- [WHAT YOU HAVE TO DO]:
Answer these questions from the text on the Fannie Mae litigation below.
1. On what date did Karam and Titelman start working at G&E?
2. On what date did Bernstein Liebhard and G&E enter their final letter agreement?
3. How does that agreement split the portion of the overall fee due Bernstein Liebhard?

- [TEXT TO READ]:
========

Two Bernstein Liebhard partners, Francis Karam and William Titelman, were responsible for the Fannie Mae litigation; Titelman maintained the relationship with the Ohio Funds, and Karam oversaw the day-to-day work. (Id. ¶ 5). In February 2009, however, Karam and Titelman announced that they were leaving Bernstein Liebhard to join G&E. (Id. ¶ 6). Bernstein Liebhard and G&E agreed (at first, it seems, informally) that Karam and Titelman would continue to work on the Fannie Mae litigation, that G&E would be added as counsel for the Ohio Funds, and that G&E would serve in an "of counsel" capacity to Bernstein Liebhard on the matter. (Id.). On March 2, 2009, the Office of the Ohio Attorney General ("Ohio AG") — which oversaw the litigation on behalf of the Ohio Funds — approved that arrangement and requested a copy of the agreement between Bernstein Liebhard and G&E. (Id. ¶ 7). That same day, Karam and Titelman started working at G&E. (Id. ¶ 8).

Bernstein Liebhard and G&E exchanged several drafts of an agreement before entering a final letter agreement on March 5, 2009. (Id. ¶¶ 9-11). The letter agreement (the "G&E/BL Agreement") states in full as follows:

Consistent with 1) Ohio's retainer agreement designating William Titelman as "Outside Counsel" in Fannie Mae, 2) the fact that Frank Karam has been managing the day to day litigation of the case, and 3) their move to Grant & Eisenhofer ("G&E"), the following agreement has been reached. Titelman and Karam, as well as G&E and Bernstein Liebhard ("BL"), wish to assure the client that there will be continuity of representation and efficient case management through the use of the same attorneys who have been working on the case regardless of their current firm affiliation. Further, this letter confirms the agreement between G&E and BL regarding G&E joining as additional counsel and serving as "Of Counsel" to BL on behalf of the Ohio funds in the Fannie Mae litigation. Pursuant to BL's previously negotiated agreement with Waite Schneider Bayless & Chesley dated July 25, 2007, providing a fee to BL out of the overall fee, said portion of the overall fee due BL shall be divided as follows: 74% to BL and 26% to G&E. Both G&E and BL shall litigate this case consistent with their fiduciary duties to the Ohio funds and the class, maintaining the highest standards of excellence.
(Id. ¶ 12). G&E allegedly drafted the G&E/BL Agreement (and all prior versions); Bernstein Liebhard "did not draft any language" for the agreement. (Id. ¶ 13).

========

- [DATA LINES]:
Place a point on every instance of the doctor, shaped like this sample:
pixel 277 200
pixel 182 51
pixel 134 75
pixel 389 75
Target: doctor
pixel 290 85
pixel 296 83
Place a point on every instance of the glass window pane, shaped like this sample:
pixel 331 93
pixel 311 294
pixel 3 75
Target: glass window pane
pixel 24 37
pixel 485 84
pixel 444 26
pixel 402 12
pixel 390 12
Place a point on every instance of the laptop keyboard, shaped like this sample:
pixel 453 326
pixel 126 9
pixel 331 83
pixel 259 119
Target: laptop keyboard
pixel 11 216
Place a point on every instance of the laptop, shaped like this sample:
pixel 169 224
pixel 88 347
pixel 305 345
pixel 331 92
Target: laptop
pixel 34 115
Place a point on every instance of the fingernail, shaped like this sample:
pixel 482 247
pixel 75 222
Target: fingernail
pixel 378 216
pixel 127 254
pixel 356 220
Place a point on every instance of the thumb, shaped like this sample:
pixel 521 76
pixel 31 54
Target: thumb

========

- [ANSWER TO THE EXERCISE]:
1. March 2, 2009.
2. March 5, 2009.
3. 74% to Bernstein Liebhard and 26% to G&E.